Что сделать:
[1] Ответьте по фрагменту о марксизме и нечеловеческих существах:
(a) Как раньше называли экологию?
(b) Чем капиталистическая экономическая теория считает все, что находится за пределами человеческого социального пространства?
(c) В каких своих теориях марксизм предлагает больше возможностей для включения нелюдей, чем капиталистическая теория?
[2] Продолжите фрагмент о марксизме и нечеловеческих существах, начав сразу после его последнего предложения.

Исходный текст:

Я не играю в мяч ни с одним из этих разделов музыкального магазина популярных интеллектуальных мнений. Я не собираюсь перепрыгивать через теорию. Я не собираюсь держать свою ловушку закрытой для кораллов. Я снова стану демоном и буду настаивать на том, что марксизм может распространяться на нелюдей – должен распространяться на нелюдей.
Экономика – это то, как формы жизни организуют свое удовольствие. Вот почему экологию раньше называли экономикой природы [6] . Когда вы думаете об этом таким образом, из экономической дисциплины оказываются исключенными нечеловеческие существа – способы того, как мы и они организуем удовольствие в отношении друг друга. Если мы хотим организовать коммунистическое удовольствие, нам придется включить нечеловеческих существ.
6
Этот термин был введен Эрнстом Геккелем в 1866 году.
В капиталистической экономической теории дела со включением нелюдей обстоят еще хуже. Все, что, как считается, находится за пределами человеческого социального пространства, будь то живое или неживое (реки или панды), считается просто «внешним фактором». И их невозможно включить, не воспроизводя при этом оппозицию внутреннее-внешнее, несостоятельную в эпоху экологического сознания, в которой такие категории, как «вовне» (away), испарились. Ты не выкидываешь фантик от конфет куда-то, ты бросаешь его на Эверест. Капиталистическая экономическая теория – это антропоцентрический дискурс, который не способен учесть как раз то, что необходимо для экологической мысли и политики: нечеловеческие существа и непривычные временные масштабы [7] .
7
Eric Posner and David Weisbach, “Public Policy over Massive Time Scales” (lecture), The History and Politics of the Anthropocene, University of Chicago, May 17–18, 2013.
Марксизм здесь не исключение. В то же время я намерен показать, что в своих теориях отчуждения и потребительной стоимости марксизм предлагает больше возможностей для включения нелюдей, чем капиталистическая теория. Такие понятия не настолько критично зависят от трудовой теории стоимости, связанной с представлениями о собственности, которые не работают на тех уровнях, где люди – лишь одна из форм жизни среди многих, чье удовольствие не менее значимо.

Выдержки из строк:

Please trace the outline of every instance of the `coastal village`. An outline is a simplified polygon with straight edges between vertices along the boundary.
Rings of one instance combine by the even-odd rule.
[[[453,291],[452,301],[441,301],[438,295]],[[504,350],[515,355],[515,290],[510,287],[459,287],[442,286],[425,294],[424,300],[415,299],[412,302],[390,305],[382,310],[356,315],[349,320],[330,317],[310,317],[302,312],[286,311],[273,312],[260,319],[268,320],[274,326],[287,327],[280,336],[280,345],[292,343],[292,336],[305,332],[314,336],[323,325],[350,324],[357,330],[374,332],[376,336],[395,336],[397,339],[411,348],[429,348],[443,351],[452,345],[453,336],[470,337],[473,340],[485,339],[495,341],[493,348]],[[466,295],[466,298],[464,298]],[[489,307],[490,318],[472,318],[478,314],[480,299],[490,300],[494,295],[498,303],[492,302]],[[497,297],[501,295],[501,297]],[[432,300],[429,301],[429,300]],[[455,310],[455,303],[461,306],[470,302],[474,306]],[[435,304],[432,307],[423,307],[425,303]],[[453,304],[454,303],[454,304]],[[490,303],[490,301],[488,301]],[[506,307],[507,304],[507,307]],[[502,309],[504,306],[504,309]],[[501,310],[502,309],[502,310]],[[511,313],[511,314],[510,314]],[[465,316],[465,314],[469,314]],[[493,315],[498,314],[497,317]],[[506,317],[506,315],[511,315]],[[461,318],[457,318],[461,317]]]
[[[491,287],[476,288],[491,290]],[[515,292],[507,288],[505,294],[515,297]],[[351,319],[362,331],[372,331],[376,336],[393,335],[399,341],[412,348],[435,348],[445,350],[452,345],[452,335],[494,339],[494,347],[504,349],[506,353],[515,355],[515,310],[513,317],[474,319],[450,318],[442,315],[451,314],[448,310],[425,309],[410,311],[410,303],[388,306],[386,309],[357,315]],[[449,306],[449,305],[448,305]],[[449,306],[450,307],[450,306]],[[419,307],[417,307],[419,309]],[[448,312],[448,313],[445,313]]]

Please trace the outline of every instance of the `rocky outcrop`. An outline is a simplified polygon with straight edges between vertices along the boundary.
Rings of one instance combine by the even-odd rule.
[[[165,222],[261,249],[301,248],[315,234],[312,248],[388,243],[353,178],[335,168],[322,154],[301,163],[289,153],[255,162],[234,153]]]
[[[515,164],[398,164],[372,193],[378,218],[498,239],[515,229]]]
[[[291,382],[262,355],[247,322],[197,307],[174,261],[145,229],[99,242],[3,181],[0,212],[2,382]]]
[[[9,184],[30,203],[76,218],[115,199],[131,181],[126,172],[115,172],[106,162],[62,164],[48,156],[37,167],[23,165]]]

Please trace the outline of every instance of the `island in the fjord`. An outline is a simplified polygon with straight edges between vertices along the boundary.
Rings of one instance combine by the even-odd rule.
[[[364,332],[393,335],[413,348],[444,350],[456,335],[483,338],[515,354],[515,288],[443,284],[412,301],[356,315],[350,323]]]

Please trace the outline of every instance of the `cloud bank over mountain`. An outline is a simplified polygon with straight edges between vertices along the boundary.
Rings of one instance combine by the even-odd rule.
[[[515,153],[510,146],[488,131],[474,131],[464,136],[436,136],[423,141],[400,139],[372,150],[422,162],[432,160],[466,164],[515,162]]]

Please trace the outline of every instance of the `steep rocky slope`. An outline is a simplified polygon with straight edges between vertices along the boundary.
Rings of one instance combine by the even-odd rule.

Ответы к заданиям:
[1]
(a) Экономикой природы.
(b) Просто «внешним фактором».
(c) В теориях отчуждения и потребительной стоимости.

[2]
Но на практике марксизм не включал нелюдей. Рассмотрим следующее предложение, которое указывает на приверженность Маркса антиэкологической идее «вовне»: «Уголь, сжигаемый под котлом, исчезает, не оставляя следов; то же самое происходит и с маслом, которым смазаны оси колес» [8] . А коммунистические решения экологических проблем до сих пор сильно напоминали капиталистические: внесите больше удобрений в почву, станьте более эффективными… Это то, о чем говорил реакционный экокритицизм в начале 1990-х годов: Советы и капиталисты одинаково плохи, а зеленые – это ни левые, ни правые. Поэтому я понимаю, почему подобные предложения в этой книге могут сбивать с толку.
8
Karl Marx, Capital, vol. 1, trans. Ben Fowkes (Harmondsworth: Penguin, 1990), 1.311; Карл Маркс, “Капитал. Критика политической экономии”, в: Карл Маркс и Фридрих Энгельс, Сочинения. Т. 23 (Москва: Государственное издательство политической литературы, 1960), 214.
Поскольку капитализм основывается на апроприации того, что так удобно называется «внешними факторами» (земли коренных народов, женские тела, нечеловеческие существа), коммунизм должен принять решение не апроприировать и не экстернализировать такие существа. Это кажется довольно просто [9] . К сожалению, включение нелюдей в марксистскую мысль будет сбивать с толку, и на то есть веская причина.
Можно по-разному смотреть на отношение Маркса к экологическим проблемам. Наиболее распространенным является теологический подход в духе Гегеля: у Маркса уже все было, и он предвосхитил все, что мы теперь можем сказать об экологии. Другой подход снисходительно распространяет марксизм на нелюдей: марксизм несовершенен, потому что он не включает их, но мы можем впустить по крайней мере некоторых из них, в зависимости от требований, предъявляемых на входе.
9
Jason W. Moore, Capitalism in the Web of Life (London and New York: Verso, 2015).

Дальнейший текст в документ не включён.